* _Written task 1_: In the travel excerpt, condense the paragraph beginning "Anticipating more arresting photographic opportunities" into a shorter version that keeps its main facts.
* _Written task 2_: Copy from the travel excerpt the passage starting with "From Palm Hotel" and going on through "viscous chocolate sauce.".

* _Source excerpt_:
Beach areas are striking to photograph, especially Etang Salé with its charcoal-black sand. Anse des Cascades, near Sainte-Rose, has a series of waterfalls spilling over cliffs on to a wooded area next to the beach.
From Palm Hotel & Spa – a comfortable five-star hotel in Petite Ile, with a splendid view of the open ocean – a 15-minute walk takes me down a steep path to the beach. It is a glorious spot locals favour for wedding photographs.
Anticipating more arresting photographic opportunities seated in the front of a helicopter – with transparent ceiling and floor – I fly over Le Volcan, as the locals call the active volcano, which last erupted in 2010. The crater is vast, with shades of yellow and terracotta rock strata. Cooled brown-black lava on the sides is like viscous chocolate sauce.
I experience that sense of the enormity of the universe, of the power of untamed nature and am overwhelmed at the privilege of witnessing such an extraordinary piece of the earth.

* _Dataset extract_:
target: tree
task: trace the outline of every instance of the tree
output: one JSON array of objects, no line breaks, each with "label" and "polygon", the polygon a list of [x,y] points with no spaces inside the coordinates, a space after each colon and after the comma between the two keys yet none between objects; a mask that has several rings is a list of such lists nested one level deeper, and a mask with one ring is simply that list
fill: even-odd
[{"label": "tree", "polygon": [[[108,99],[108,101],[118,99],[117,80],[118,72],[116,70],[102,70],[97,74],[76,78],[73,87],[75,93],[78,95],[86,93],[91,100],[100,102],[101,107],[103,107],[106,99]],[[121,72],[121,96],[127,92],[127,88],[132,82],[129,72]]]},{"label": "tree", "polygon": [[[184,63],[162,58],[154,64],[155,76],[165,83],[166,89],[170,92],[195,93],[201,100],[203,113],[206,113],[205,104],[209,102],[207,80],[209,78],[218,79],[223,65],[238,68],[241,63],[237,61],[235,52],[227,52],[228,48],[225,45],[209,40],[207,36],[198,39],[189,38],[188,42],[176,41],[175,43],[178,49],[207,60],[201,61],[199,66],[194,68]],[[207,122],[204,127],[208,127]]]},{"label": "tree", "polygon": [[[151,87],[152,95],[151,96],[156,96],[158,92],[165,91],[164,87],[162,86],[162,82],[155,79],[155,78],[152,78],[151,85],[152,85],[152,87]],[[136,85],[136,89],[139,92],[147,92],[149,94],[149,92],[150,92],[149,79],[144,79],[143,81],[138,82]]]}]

* _Final answer 1_: Hoping for striking photos, I sit in the front of a helicopter with a transparent ceiling and floor and fly over Le Volcan, the locals' name for the active volcano that last erupted in 2010. Its vast crater shows yellow and terracotta rock strata, and cooled brown-black lava on its sides looks like viscous chocolate sauce.

* _Final answer 2_:
From Palm Hotel & Spa – a comfortable five-star hotel in Petite Ile, with a splendid view of the open ocean – a 15-minute walk takes me down a steep path to the beach. It is a glorious spot locals favour for wedding photographs.
Anticipating more arresting photographic opportunities seated in the front of a helicopter – with transparent ceiling and floor – I fly over Le Volcan, as the locals call the active volcano, which last erupted in 2010. The crater is vast, with shades of yellow and terracotta rock strata. Cooled brown-black lava on the sides is like viscous chocolate sauce.